## To be done:
Copy every line of the items below word for word, leaving out the pictures.

## Input data:

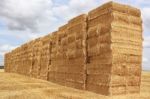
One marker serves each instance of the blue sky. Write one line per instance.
(24, 20)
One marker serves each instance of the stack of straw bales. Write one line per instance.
(99, 52)
(114, 49)
(36, 55)
(76, 51)
(53, 51)
(126, 46)
(45, 57)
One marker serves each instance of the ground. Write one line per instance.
(14, 86)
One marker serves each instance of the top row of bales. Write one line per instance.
(100, 52)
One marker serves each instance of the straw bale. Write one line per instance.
(133, 89)
(118, 90)
(103, 89)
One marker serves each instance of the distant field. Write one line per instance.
(14, 86)
(1, 70)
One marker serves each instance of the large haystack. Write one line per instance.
(99, 52)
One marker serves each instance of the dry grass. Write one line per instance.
(14, 86)
(1, 70)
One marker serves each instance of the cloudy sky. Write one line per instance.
(24, 20)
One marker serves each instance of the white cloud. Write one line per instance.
(145, 59)
(25, 14)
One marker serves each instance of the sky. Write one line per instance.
(25, 20)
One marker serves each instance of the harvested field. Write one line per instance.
(14, 86)
(1, 70)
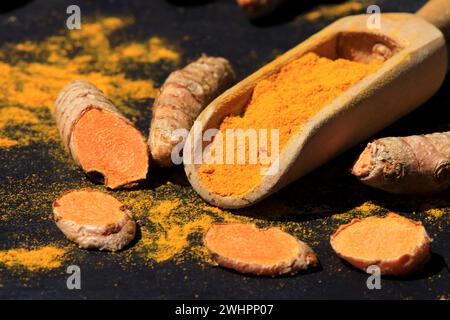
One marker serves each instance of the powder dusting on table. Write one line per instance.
(47, 257)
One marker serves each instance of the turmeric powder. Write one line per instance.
(35, 71)
(283, 101)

## Completed exercise:
One marker serves each instance of the blue sky. Write one line per instance.
(24, 20)
One marker serves each instance of the stack of straw bales. Write one line per instance.
(99, 52)
(114, 49)
(36, 55)
(76, 51)
(53, 51)
(126, 46)
(45, 57)
One marker serves each instance of the ground. Write one line per instance.
(14, 86)
One marker serves each instance of the top row of bales. Write one line per instance.
(100, 52)
One marker serves each instance of the straw bale. Write one line per instance.
(133, 89)
(118, 90)
(103, 89)
One marker serves each instance of the distant field. Write one line per instance.
(14, 86)
(1, 70)
One marker serves each instance of the large haystack. Write one line per instance.
(99, 52)
One marker serves each instance of the dry grass. Write one line per instance.
(14, 86)
(1, 70)
One marker serves each instance of the cloudy sky. Write one line per instance.
(24, 20)
One marker serves each instance of the white cloud. Write one line per instance.
(145, 59)
(25, 14)
One marker serves each instance of the sky. Write one line per instance.
(25, 20)
One marker serves each instance of the harvested field. Write one line per instance.
(14, 86)
(1, 70)
One marker serves each instance of the powder dusting on table. Write one line per instance.
(47, 257)
One marker serves each instance of the turmeric powder. Write one line per instance.
(35, 71)
(283, 101)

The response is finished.